* _Exercise task_: Reproduce all of the data exactly, with no line skipped.

* _Records supplied_:

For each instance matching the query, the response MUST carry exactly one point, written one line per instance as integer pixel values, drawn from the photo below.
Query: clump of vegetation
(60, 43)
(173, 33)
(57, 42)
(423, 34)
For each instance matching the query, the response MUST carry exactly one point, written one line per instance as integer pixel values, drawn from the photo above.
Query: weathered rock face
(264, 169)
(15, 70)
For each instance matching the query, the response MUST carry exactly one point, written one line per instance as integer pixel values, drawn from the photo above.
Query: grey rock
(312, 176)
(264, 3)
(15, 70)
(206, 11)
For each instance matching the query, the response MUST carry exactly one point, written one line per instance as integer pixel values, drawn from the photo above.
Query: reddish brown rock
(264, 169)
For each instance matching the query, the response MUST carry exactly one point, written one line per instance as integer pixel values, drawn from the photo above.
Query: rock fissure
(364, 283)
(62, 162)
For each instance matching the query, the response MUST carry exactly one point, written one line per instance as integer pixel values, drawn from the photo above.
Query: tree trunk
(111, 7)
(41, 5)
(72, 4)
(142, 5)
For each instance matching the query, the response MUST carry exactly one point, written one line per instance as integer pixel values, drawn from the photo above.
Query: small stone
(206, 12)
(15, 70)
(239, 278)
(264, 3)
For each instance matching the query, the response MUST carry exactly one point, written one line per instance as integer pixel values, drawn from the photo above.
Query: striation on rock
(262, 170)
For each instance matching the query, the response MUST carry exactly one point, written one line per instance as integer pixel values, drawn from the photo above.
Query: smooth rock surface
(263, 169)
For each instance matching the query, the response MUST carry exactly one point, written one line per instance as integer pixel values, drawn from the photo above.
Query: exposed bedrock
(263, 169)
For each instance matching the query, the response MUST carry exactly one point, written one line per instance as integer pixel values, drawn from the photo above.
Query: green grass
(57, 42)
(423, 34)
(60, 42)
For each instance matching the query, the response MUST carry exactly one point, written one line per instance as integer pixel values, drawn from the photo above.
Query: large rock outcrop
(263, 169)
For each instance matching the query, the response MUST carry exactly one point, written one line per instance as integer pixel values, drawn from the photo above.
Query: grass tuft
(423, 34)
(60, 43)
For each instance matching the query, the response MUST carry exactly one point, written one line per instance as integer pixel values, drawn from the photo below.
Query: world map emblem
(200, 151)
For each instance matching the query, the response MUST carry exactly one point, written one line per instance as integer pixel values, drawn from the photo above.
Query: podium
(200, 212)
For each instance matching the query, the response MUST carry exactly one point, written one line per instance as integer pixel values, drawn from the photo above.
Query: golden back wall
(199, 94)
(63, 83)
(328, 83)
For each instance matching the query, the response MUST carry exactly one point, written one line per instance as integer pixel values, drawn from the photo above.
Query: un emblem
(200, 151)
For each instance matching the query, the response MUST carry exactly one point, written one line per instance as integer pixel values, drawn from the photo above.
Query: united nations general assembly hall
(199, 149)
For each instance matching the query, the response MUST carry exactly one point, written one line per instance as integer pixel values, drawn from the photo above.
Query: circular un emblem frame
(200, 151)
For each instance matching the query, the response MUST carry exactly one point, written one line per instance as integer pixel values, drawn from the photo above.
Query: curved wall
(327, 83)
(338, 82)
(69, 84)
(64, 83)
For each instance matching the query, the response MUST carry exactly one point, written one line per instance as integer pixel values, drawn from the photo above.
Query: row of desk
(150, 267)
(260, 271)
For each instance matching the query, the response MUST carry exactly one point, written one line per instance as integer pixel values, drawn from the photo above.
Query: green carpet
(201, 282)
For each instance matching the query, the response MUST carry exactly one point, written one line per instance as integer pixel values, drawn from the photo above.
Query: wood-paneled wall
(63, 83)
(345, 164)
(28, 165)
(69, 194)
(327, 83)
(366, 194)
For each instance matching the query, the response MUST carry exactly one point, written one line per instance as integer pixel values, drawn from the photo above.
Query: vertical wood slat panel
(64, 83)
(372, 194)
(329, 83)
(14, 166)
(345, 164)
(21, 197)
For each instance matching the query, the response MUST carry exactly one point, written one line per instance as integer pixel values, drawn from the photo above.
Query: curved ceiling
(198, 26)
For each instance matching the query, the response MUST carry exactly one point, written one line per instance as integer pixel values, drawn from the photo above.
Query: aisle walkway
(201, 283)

* _Result of the task_:
For each instance matching the query, the response MUST carry exactly one point, written one line per instance as integer pixel values, drawn from the photo below.
Query: clump of vegetation
(60, 43)
(173, 33)
(57, 42)
(423, 34)
For each instance matching the query, the response MUST carry exactly one point, written one line per instance as integer pixel values, drawn from the photo above.
Query: weathered rock face
(264, 169)
(15, 70)
For each instance matching the query, the response MUST carry exactly one point, written one line per instance as integer pixel values, drawn from the photo above.
Query: grey rock
(312, 176)
(264, 3)
(15, 70)
(206, 11)
For each instance matching the query, the response MUST carry exactly one point, written one line per instance as integer pixel values, drawn from the photo above.
Query: reddish brown rock
(264, 169)
For each instance matching the query, the response MUST carry exactly one point, written one line per instance as integer pixel values, drawn from the photo above.
Query: rock fissure
(364, 283)
(62, 162)
For each instance matching the query, the response MUST carry exactly one point, written one line per instance as integer pixel values, drawn from the photo above.
Query: tree trunk
(111, 7)
(41, 5)
(72, 4)
(142, 5)
For each instance matching the query, the response MUST carry exactly one point, written one line per instance as integer pixel values, drawn from the photo above.
Query: small stone
(206, 12)
(15, 70)
(239, 278)
(264, 3)
For each instance matching the query, the response MUST carry exactly one point, written one line per instance as integer pixel values, drawn from the photo above.
Query: striation on rock
(262, 170)
For each instance matching the query, the response MUST carry exactly one point, written one line per instance as integer pixel values, drawn from the photo above.
Query: smooth rock surface
(263, 169)
For each instance matching the query, the response MUST carry exactly one point, written one line per instance as integer pixel values, drawn from the photo above.
Query: exposed bedrock
(263, 169)
For each instance matching the query, the response MUST carry exactly one point, written one line per instance as integer pixel values, drawn from the photo above.
Query: green grass
(57, 42)
(423, 34)
(60, 42)
For each instance matching the query, the response MUST carry exactly one point, written one line per instance as integer pixel values, drawn from the photo above.
Query: large rock outcrop
(263, 169)
For each instance matching the query, the response MUST carry exactly one point, written one line per instance as integer pixel values, drawn from the photo above.
Query: grass tuft
(423, 34)
(60, 43)
For each instance matching the query, the response MUST carry exactly one point, written one line per instance as integer pixel values, drawn from the photo below.
Query: world map emblem
(200, 151)
For each instance matching the query, the response MUST carry exactly one point, written one line per instance as integer pixel values, drawn from the photo above.
Query: podium
(200, 212)
For each instance matching the query, the response MUST carry exactly one point, written one line per instance as integer pixel values, drawn from the photo above.
Query: golden back wall
(199, 94)
(63, 83)
(328, 83)
For each instance matching the query, the response MUST carry exactly one point, written one line per instance as integer pixel values, drawn from the photo above.
Query: un emblem
(200, 151)
For each instance matching the query, the response MUST carry exactly one point, written one line per instance as integer pixel values, drawn from the photo above.
Query: united nations general assembly hall
(199, 149)
For each instance matching the query, the response MUST carry exactly one point, written one line per instance as integer pixel values, drawn from the photo above.
Query: circular un emblem frame
(200, 151)
For each instance matching the query, the response MUST carry exactly one point, written one line per instance as integer pixel values, drawn from the photo above.
Query: curved wall
(327, 83)
(338, 82)
(69, 84)
(64, 83)
For each instance matching the query, the response MUST carry exactly one point, written one line per instance as integer pixel values, drawn from the photo above.
Query: row of desk
(150, 267)
(260, 271)
For each instance matching the query, the response MUST carry exactly one point, written one line per instance as integer pixel values, drawn from the photo above.
Query: green carpet
(201, 282)
For each instance matching the query, the response MUST carry exactly one point, written one line per instance as integer pixel values, drawn from the photo above.
Query: wood-paneled wall
(63, 83)
(345, 164)
(28, 165)
(69, 194)
(327, 83)
(366, 194)
For each instance matching the query, the response MUST carry exactly one point, written one line per instance as integer pixel values, drawn from the photo above.
Query: vertical wood slat panel
(64, 83)
(372, 194)
(329, 83)
(14, 166)
(345, 164)
(21, 197)
For each instance matching the query, the response MUST carry exactly one point, written one line per instance as integer pixel values, drawn from the photo above.
Query: curved ceiling
(198, 26)
For each instance matching the query, the response MUST carry exactly one point, written one line per instance as integer pixel values, drawn from the photo above.
Query: aisle walkway
(201, 283)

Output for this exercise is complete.